Write out the lines below, from the line containing "In this photo, point at the brown" through the line containing "In this photo, point at the tower cornice, one", inclusive, as a numbered list with blank lines omitted.

** Data records **
-.-.-

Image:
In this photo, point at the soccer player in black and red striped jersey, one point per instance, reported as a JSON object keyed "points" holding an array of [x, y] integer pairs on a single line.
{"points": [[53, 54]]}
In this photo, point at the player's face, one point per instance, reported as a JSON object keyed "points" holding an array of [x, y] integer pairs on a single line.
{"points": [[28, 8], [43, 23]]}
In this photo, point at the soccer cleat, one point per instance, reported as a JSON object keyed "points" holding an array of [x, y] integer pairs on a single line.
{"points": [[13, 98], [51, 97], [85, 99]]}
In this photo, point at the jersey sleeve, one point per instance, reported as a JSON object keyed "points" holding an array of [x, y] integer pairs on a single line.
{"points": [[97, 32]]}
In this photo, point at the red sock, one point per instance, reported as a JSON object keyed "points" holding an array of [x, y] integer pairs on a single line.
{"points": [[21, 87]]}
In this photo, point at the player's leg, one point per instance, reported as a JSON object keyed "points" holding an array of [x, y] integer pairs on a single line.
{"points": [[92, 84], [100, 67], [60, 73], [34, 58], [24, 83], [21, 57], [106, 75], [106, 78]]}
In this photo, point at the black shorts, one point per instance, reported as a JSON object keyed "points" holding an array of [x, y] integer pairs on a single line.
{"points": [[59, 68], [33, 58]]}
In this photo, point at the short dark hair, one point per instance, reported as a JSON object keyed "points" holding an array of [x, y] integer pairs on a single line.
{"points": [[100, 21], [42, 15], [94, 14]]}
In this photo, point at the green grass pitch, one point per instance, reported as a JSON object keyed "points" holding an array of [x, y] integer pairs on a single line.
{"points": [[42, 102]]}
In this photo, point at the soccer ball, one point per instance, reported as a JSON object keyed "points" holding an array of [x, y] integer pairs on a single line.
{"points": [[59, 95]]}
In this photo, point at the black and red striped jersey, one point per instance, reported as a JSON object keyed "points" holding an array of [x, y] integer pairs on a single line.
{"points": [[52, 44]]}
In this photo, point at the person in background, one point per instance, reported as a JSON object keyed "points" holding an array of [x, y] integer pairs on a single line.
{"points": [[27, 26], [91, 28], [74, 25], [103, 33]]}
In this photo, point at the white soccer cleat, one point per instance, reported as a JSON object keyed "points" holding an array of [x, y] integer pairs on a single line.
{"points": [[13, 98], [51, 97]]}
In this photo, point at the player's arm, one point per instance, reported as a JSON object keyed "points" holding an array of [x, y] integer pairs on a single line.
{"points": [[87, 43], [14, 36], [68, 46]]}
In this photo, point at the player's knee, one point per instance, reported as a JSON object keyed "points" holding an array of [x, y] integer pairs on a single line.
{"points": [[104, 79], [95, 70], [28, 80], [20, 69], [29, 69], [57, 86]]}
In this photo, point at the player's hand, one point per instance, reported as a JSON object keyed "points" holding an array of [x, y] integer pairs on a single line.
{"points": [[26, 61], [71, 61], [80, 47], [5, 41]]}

-.-.-

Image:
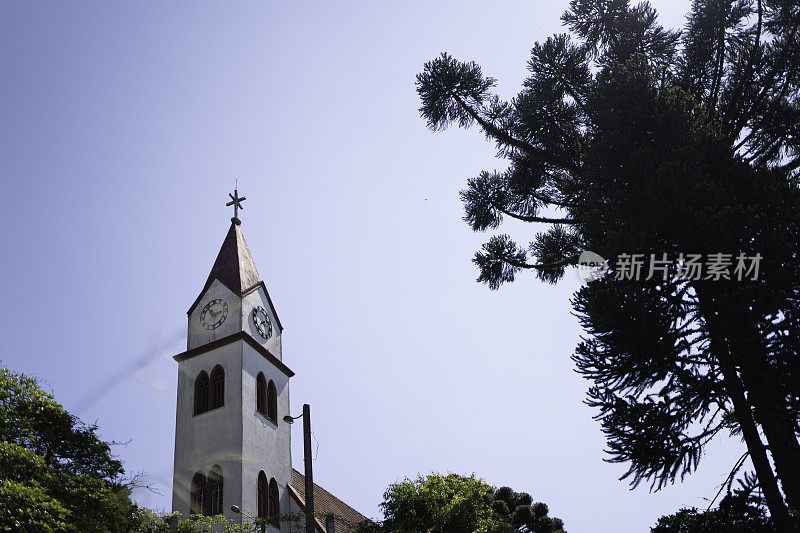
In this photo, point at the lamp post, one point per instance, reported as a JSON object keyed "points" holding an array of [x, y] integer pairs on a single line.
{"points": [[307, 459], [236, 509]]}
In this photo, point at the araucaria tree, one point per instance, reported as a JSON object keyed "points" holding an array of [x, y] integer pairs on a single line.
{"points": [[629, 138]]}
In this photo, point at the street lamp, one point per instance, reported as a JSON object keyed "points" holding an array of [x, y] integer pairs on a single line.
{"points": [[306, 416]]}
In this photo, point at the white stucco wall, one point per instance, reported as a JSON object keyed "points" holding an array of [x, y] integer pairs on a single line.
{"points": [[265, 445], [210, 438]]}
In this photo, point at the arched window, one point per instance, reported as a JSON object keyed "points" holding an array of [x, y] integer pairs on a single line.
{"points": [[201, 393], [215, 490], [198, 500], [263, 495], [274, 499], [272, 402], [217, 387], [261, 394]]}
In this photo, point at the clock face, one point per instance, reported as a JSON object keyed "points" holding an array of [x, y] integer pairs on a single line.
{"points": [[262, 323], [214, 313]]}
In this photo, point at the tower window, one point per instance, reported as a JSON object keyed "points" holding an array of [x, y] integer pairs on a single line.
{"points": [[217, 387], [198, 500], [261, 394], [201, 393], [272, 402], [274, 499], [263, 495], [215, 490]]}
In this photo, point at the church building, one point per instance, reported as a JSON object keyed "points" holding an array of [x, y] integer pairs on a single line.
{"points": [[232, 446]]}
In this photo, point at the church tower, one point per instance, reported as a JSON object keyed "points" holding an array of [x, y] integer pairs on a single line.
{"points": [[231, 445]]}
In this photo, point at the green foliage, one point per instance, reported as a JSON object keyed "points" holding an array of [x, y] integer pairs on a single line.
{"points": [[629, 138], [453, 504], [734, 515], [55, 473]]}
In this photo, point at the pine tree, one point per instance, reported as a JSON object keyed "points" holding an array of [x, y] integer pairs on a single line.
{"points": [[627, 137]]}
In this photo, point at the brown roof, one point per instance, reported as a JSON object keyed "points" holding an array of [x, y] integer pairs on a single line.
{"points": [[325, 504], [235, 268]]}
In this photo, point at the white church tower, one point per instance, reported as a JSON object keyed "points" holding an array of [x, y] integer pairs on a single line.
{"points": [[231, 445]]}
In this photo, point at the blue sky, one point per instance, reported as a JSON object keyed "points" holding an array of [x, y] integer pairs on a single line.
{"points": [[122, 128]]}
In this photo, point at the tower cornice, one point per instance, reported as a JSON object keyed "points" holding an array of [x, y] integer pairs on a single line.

-.-.-

** Problem solution **
1. In this photo, point at the brown roof, one point per instance, reported as a JSON object keyed "points" holding an array of [x, y] integer pairs on a single line.
2. {"points": [[325, 504], [235, 268]]}
3. In this photo, point at the white church tower, one point per instance, reported as a JSON object keyed "points" holding an array of [x, y] integer pairs on a single line.
4. {"points": [[231, 445]]}
5. In this photo, point at the blue sky, one point per instance, reported as a JSON object keyed "points" holding an array of [x, y] integer pairs on a single line.
6. {"points": [[122, 128]]}
7. In this photo, point at the tower cornice, one point per instance, reported as a JSON object keyed "points" holding an array of [x, y] integer pairs on a single line.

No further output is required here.